BEGIN

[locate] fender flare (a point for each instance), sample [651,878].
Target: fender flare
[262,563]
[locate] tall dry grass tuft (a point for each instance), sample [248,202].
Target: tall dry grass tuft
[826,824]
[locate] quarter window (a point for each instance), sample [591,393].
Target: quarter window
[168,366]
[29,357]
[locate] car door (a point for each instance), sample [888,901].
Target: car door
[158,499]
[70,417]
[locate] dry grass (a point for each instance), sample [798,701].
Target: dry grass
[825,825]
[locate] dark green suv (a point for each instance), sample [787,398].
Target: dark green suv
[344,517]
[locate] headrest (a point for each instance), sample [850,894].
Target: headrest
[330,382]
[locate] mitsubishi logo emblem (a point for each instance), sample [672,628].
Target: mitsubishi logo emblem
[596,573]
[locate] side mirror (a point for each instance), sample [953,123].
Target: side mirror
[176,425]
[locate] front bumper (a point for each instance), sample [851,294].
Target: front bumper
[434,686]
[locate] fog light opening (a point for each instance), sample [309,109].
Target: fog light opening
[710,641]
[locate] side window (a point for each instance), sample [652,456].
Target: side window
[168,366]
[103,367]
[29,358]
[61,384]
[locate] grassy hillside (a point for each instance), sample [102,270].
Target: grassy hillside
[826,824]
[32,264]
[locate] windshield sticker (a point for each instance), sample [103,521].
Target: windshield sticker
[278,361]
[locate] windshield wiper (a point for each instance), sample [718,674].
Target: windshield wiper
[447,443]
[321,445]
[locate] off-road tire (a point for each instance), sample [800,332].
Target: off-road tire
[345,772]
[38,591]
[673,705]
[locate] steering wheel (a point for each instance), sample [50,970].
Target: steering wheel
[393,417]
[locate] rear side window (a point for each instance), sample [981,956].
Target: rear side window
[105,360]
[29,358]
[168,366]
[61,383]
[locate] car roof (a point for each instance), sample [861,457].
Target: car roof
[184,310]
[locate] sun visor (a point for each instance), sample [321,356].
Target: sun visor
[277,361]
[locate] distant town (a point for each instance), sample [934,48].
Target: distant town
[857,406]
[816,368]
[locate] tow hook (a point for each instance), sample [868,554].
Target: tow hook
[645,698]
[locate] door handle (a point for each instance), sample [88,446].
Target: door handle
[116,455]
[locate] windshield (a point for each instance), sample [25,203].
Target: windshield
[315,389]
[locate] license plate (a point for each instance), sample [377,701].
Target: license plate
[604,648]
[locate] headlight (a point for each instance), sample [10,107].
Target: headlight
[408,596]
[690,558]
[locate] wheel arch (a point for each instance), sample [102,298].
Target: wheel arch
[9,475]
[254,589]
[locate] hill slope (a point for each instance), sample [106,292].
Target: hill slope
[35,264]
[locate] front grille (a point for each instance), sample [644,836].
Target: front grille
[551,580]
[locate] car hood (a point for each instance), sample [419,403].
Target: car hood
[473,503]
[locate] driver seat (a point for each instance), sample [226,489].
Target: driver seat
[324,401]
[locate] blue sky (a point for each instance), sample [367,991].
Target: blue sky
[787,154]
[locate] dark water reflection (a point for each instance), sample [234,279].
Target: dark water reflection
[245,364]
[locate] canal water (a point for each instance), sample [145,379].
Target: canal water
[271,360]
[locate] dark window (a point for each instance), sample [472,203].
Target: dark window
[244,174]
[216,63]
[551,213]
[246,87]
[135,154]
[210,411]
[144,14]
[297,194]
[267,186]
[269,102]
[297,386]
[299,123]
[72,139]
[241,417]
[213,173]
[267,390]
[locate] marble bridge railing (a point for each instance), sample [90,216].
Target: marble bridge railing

END

Check each line of the data above for the word "marble" and copy the ones where it is found.

[locate] marble bridge railing (a point for each instance), sample [90,216].
Target: marble bridge railing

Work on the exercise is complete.